▶
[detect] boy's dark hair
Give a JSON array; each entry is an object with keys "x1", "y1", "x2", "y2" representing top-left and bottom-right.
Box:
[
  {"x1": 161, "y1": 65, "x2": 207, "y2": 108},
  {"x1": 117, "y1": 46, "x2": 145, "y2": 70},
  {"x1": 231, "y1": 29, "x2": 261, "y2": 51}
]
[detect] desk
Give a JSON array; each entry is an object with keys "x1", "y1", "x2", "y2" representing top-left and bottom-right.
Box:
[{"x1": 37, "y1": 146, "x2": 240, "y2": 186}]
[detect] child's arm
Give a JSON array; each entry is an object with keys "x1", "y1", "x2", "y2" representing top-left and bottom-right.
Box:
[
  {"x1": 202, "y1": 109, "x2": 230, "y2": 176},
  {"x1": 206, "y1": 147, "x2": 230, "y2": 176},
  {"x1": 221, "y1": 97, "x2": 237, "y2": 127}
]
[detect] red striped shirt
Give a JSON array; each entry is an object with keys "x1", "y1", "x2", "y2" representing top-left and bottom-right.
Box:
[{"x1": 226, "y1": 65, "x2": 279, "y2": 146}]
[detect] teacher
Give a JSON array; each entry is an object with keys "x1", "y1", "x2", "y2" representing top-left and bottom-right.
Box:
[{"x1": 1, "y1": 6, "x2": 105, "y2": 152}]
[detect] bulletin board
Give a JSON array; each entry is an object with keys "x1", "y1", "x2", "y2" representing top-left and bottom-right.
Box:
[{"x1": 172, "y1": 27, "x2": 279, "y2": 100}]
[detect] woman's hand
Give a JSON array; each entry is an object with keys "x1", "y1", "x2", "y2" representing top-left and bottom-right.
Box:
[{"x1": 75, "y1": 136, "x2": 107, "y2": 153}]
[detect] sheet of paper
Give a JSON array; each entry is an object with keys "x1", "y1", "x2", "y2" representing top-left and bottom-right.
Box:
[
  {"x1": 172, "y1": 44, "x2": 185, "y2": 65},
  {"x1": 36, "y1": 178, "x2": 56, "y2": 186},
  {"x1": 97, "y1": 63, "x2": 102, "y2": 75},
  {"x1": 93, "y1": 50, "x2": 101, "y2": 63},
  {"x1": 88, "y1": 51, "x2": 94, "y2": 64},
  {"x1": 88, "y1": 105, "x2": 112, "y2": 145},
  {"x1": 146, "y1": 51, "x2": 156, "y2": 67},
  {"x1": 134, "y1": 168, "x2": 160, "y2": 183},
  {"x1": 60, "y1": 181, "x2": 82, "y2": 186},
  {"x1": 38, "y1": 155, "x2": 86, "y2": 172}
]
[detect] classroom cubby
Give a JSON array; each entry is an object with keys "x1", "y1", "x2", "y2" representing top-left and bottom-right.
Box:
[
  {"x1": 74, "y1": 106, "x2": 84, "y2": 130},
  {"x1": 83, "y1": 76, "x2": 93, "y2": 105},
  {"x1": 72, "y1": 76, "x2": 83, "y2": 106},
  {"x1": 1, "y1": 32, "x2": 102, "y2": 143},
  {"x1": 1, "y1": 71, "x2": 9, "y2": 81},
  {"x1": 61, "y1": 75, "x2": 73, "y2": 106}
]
◀
* _REQUEST_
List every line of the entries above that contains the word "detect", copying each line in full.

* _FINAL RESULT_
[detect] boy's dark hair
[detect] desk
[detect] child's arm
[detect] red striped shirt
[detect] teacher
[detect] bulletin board
[detect] woman's hand
[detect] sheet of paper
[detect] classroom cubby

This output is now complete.